■ **YOUR ASSIGNMENT**: The whole listing needs retyping exactly; keep the pictures out of it.

■ **INPUT MATERIAL**:
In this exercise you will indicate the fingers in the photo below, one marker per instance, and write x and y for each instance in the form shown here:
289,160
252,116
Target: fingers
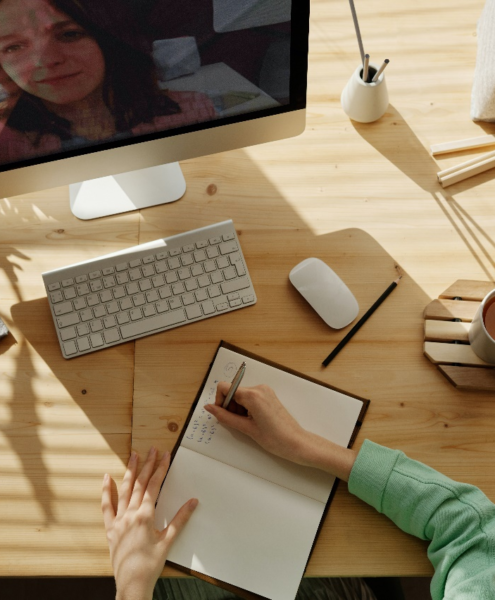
242,424
143,479
156,481
178,522
107,507
127,484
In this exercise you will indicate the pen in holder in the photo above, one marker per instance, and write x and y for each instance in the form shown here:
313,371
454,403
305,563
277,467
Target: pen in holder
362,101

■ **SOLUTION**:
In this exercise you will indicate the fingers in the photo below, one marker per instance, and write x and y for each instance in the form shown here:
289,160
252,116
Target: fingers
242,424
143,479
156,481
178,522
107,507
127,484
In this exercise you will indicate the pen in holder in the photo above, one marker per instance, and write x and y for each instance in the form shown here:
313,371
454,403
305,563
277,467
Target: pen in holder
362,101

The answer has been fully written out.